One exact copy of the listing, minus the images, is the required answer.
####################
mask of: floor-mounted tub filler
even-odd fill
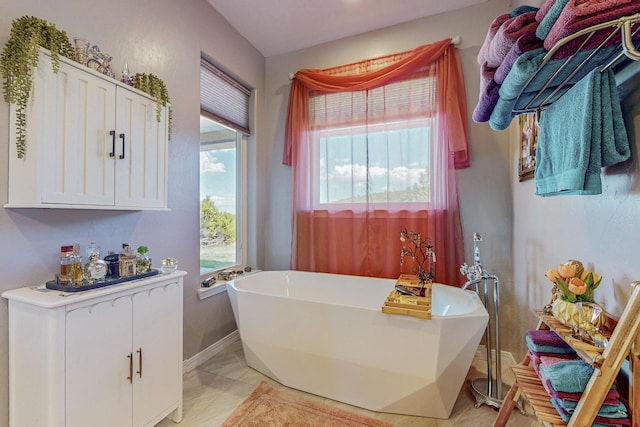
[[[489,315],[475,292],[435,283],[431,320],[383,314],[394,284],[301,271],[228,282],[247,364],[350,405],[448,418]]]

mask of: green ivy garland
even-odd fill
[[[156,99],[156,120],[160,122],[160,116],[162,114],[162,107],[166,107],[171,103],[169,98],[169,92],[162,79],[154,74],[136,73],[133,78],[133,87],[143,92],[148,93]],[[171,111],[171,105],[168,108],[169,119],[169,135],[171,140],[171,122],[173,119],[173,113]]]
[[[16,105],[16,145],[19,159],[24,157],[26,151],[25,110],[33,85],[33,69],[38,66],[40,46],[51,51],[54,73],[60,67],[58,55],[75,60],[75,49],[65,31],[34,16],[14,19],[9,40],[0,57],[0,69],[4,76],[4,99]]]

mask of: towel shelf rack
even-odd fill
[[[606,33],[606,30],[610,29],[609,33]],[[599,34],[599,37],[604,37],[604,39],[597,43],[598,39],[594,39],[596,33]],[[604,36],[604,35],[606,36]],[[564,91],[568,89],[568,84],[570,80],[587,64],[591,67],[591,69],[602,66],[603,70],[608,69],[610,67],[617,66],[621,64],[620,60],[622,59],[630,59],[633,61],[640,61],[640,50],[634,39],[638,39],[640,35],[640,13],[634,15],[623,16],[621,18],[603,22],[600,24],[593,25],[591,27],[585,28],[583,30],[577,31],[561,40],[559,40],[551,50],[544,56],[542,59],[540,67],[535,70],[531,76],[526,80],[525,84],[520,90],[517,100],[519,100],[523,94],[527,93],[533,96],[531,99],[524,104],[524,106],[520,106],[513,109],[514,115],[524,114],[524,113],[536,113],[539,114],[548,107],[558,96],[561,96]],[[619,36],[620,41],[616,40],[616,43],[612,43],[612,39],[614,37]],[[588,48],[587,46],[591,46],[589,44],[590,41],[596,41],[595,48]],[[615,39],[614,39],[615,40]],[[569,43],[575,43],[578,47],[575,49],[573,54],[566,58],[562,59],[554,59],[554,56],[558,53],[558,51],[569,45]],[[611,45],[615,46],[615,49],[612,49],[610,54],[605,55],[604,58],[601,58],[601,55],[598,55],[599,52],[604,48],[609,48]],[[577,60],[578,54],[582,52],[582,56],[586,56],[586,58],[580,58]],[[590,63],[594,58],[597,58],[599,61],[597,64]],[[549,65],[550,61],[564,61],[558,69],[552,73],[552,75],[543,82],[537,81],[537,77],[545,73],[543,70],[546,66]],[[562,76],[562,80],[555,81],[558,76]],[[532,82],[536,81],[535,87],[540,87],[537,90],[527,90],[527,88],[532,86]],[[541,84],[541,86],[540,86]],[[514,105],[522,105],[519,104],[516,100]]]
[[[524,360],[512,367],[516,377],[515,384],[509,389],[493,427],[505,427],[516,403],[524,397],[533,407],[539,421],[553,427],[584,427],[592,425],[605,396],[618,376],[625,359],[629,361],[629,387],[624,400],[628,403],[631,427],[640,426],[640,282],[632,282],[631,295],[619,320],[607,313],[606,326],[610,331],[609,344],[602,353],[595,347],[584,345],[577,347],[570,337],[571,328],[561,324],[553,316],[539,311],[538,328],[551,329],[576,350],[578,356],[591,364],[594,372],[587,383],[575,412],[565,422],[554,407],[538,375],[534,372],[532,361],[527,354]],[[625,397],[625,396],[623,396]]]

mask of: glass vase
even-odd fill
[[[138,259],[136,260],[136,272],[146,273],[151,269],[151,258],[148,254],[140,254],[138,255]]]

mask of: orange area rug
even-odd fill
[[[222,427],[253,426],[393,427],[393,424],[292,396],[262,381],[222,424]]]

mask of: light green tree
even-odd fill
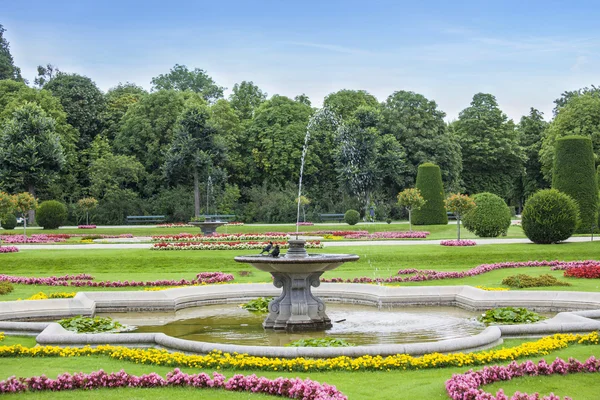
####################
**Task output:**
mask of: floor-mounted tub filler
even-odd fill
[[[489,315],[475,292],[435,283],[431,320],[383,314],[394,284],[301,271],[228,282],[247,364],[350,405],[448,418]]]

mask of: green ivy garland
even-odd fill
[[[156,99],[156,120],[160,122],[160,116],[162,114],[162,107],[166,107],[171,103],[169,98],[169,92],[162,79],[154,74],[136,73],[133,78],[133,87],[143,92],[148,93]],[[171,111],[171,105],[168,108],[169,119],[169,135],[171,140],[171,122],[173,119],[173,113]]]
[[[16,105],[16,145],[19,159],[24,157],[26,151],[25,110],[33,85],[33,69],[38,66],[40,46],[51,51],[54,73],[60,67],[58,55],[75,60],[75,49],[65,31],[34,16],[14,19],[9,40],[0,57],[0,69],[4,76],[4,99]]]

mask of: towel shelf rack
even-odd fill
[[[606,33],[606,30],[610,29],[609,33]],[[599,34],[599,37],[604,37],[604,39],[597,43],[598,39],[594,39],[596,33]],[[604,36],[604,35],[606,36]],[[564,91],[568,89],[568,84],[570,80],[587,64],[591,67],[591,69],[602,66],[603,70],[608,69],[610,67],[617,66],[621,64],[620,60],[622,59],[630,59],[633,61],[640,61],[640,50],[634,39],[638,39],[640,35],[640,13],[634,15],[623,16],[621,18],[603,22],[600,24],[593,25],[591,27],[585,28],[583,30],[577,31],[561,40],[559,40],[551,50],[544,56],[542,59],[540,67],[535,70],[531,76],[526,80],[525,84],[520,90],[517,100],[519,100],[523,94],[527,93],[533,96],[531,99],[524,104],[524,106],[520,106],[513,109],[514,115],[524,114],[524,113],[536,113],[539,114],[548,107],[558,96],[561,96]],[[619,36],[620,41],[616,40],[616,43],[612,43],[612,39],[614,37]],[[588,48],[587,46],[591,46],[589,44],[590,41],[596,41],[595,48]],[[615,39],[614,39],[615,40]],[[569,43],[575,43],[578,47],[575,49],[573,54],[566,58],[562,59],[554,59],[554,56],[558,53],[558,51],[569,45]],[[611,45],[615,46],[615,49],[612,49],[610,54],[605,55],[604,58],[601,58],[601,55],[598,55],[599,52],[604,48],[609,48]],[[577,60],[578,54],[582,52],[582,56],[586,56],[586,58],[580,58]],[[590,63],[594,58],[597,58],[599,61],[597,64]],[[549,65],[550,61],[564,61],[558,69],[552,73],[552,75],[543,82],[537,81],[537,77],[545,73],[543,70],[546,66]],[[562,76],[562,80],[555,81],[558,76]],[[532,82],[536,81],[535,87],[540,87],[537,90],[527,90],[527,88],[532,86]],[[541,84],[541,86],[540,86]],[[514,105],[522,105],[519,104],[516,100]]]
[[[524,360],[512,367],[516,377],[515,384],[509,389],[493,427],[505,427],[516,403],[524,397],[533,407],[539,421],[553,427],[584,427],[592,425],[605,396],[618,376],[625,359],[629,361],[629,387],[624,400],[628,403],[631,427],[640,426],[640,282],[632,282],[631,295],[619,320],[607,313],[606,326],[610,331],[609,344],[602,353],[595,347],[584,345],[577,347],[570,337],[571,328],[561,324],[553,316],[539,311],[538,328],[551,329],[576,350],[578,356],[591,364],[594,372],[587,383],[575,412],[565,422],[554,407],[538,375],[534,372],[532,361],[527,354]],[[625,397],[625,396],[623,396]]]

mask of: glass vase
even-odd fill
[[[138,259],[136,260],[136,272],[146,273],[151,269],[151,258],[148,254],[140,254],[138,255]]]

mask of: orange area rug
even-odd fill
[[[222,427],[253,426],[393,427],[393,424],[292,396],[262,381],[222,424]]]

mask of: light green tree
even-odd fill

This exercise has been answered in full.